Passage to read
FIFA World Cup Grouping and Prediction

In this work, we predict the FIFA World Cup matches and attempt to propose a method to generate ideal grouping of teams for a balanced tournament using past match results and rankings which can be used to faciliate a tournament end-to-end. In summary, we use the data to generate and extract relevant features, and then use multiple supervised techniques to predict winner of a match. We implement multiple algorithms and do a thorough comparison of each of them. Apart from real data, we also explore creating fictitious matches and use semi-supervised learning in an attempt to improve the models. Alongside match predictions, we also use unsupervised clustering techniques to create groups that can facilitate a good tournament. Through these two processes, we create an end-to-end tool that can take in participating teams, build groups, predict results of matches and ultimately, predict a complete tournament.

Supplied information
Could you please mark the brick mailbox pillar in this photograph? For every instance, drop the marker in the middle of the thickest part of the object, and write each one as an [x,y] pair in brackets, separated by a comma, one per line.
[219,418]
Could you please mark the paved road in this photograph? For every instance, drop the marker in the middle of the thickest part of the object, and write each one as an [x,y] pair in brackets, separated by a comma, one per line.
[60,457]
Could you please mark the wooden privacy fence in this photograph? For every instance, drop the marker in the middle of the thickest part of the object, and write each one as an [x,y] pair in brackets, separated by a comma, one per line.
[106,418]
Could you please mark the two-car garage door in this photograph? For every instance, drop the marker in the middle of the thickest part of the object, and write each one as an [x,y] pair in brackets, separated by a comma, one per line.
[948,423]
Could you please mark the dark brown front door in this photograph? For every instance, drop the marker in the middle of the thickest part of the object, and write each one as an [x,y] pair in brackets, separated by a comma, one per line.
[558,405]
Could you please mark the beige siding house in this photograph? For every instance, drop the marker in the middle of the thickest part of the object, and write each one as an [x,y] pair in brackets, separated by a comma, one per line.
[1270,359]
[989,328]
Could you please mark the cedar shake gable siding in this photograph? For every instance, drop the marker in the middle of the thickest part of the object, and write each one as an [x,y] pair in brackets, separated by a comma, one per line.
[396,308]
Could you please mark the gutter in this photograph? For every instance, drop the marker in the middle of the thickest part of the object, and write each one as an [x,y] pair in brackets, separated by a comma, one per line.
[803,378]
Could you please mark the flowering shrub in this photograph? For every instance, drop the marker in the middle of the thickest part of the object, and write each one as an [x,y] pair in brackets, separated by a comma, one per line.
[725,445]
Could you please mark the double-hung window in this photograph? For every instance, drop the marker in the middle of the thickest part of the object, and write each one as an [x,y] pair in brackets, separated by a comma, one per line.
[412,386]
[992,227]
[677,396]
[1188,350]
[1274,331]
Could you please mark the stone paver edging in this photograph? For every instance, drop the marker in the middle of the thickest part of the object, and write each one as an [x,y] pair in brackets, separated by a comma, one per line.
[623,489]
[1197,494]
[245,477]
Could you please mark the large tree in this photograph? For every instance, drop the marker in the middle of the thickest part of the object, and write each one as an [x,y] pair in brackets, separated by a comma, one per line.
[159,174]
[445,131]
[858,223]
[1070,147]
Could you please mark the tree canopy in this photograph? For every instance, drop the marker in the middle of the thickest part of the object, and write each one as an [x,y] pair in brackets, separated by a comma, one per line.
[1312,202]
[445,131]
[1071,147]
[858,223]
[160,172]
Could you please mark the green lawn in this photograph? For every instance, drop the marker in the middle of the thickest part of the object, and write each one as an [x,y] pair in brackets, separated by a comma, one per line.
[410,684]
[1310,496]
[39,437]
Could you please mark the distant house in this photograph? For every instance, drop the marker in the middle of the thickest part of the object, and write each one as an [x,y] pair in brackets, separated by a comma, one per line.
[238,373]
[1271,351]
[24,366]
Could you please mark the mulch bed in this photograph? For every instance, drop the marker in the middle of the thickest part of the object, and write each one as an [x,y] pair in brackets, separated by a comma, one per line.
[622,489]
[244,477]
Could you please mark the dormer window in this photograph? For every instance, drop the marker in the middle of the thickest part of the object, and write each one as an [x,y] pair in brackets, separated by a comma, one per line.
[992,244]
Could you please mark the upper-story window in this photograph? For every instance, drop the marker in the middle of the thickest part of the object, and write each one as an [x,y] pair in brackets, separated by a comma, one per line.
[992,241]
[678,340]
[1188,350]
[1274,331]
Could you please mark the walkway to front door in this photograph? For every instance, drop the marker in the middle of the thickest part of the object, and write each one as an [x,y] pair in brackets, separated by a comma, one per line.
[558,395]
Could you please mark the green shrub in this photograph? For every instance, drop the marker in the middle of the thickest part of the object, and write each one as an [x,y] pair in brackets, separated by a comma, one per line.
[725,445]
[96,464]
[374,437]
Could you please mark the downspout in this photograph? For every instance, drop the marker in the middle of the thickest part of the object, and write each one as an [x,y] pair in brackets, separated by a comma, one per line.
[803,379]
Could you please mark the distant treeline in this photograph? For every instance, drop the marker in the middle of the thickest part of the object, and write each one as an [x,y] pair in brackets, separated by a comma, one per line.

What is needed
In the World Cup prediction text, translate this sentence into Spanish: "We implement multiple algorithms and do a thorough comparison of each of them." The records have no connection to the text about the World Cup.

Output of the task
Implementamos varios algoritmos y hacemos una comparación exhaustiva de cada uno de ellos.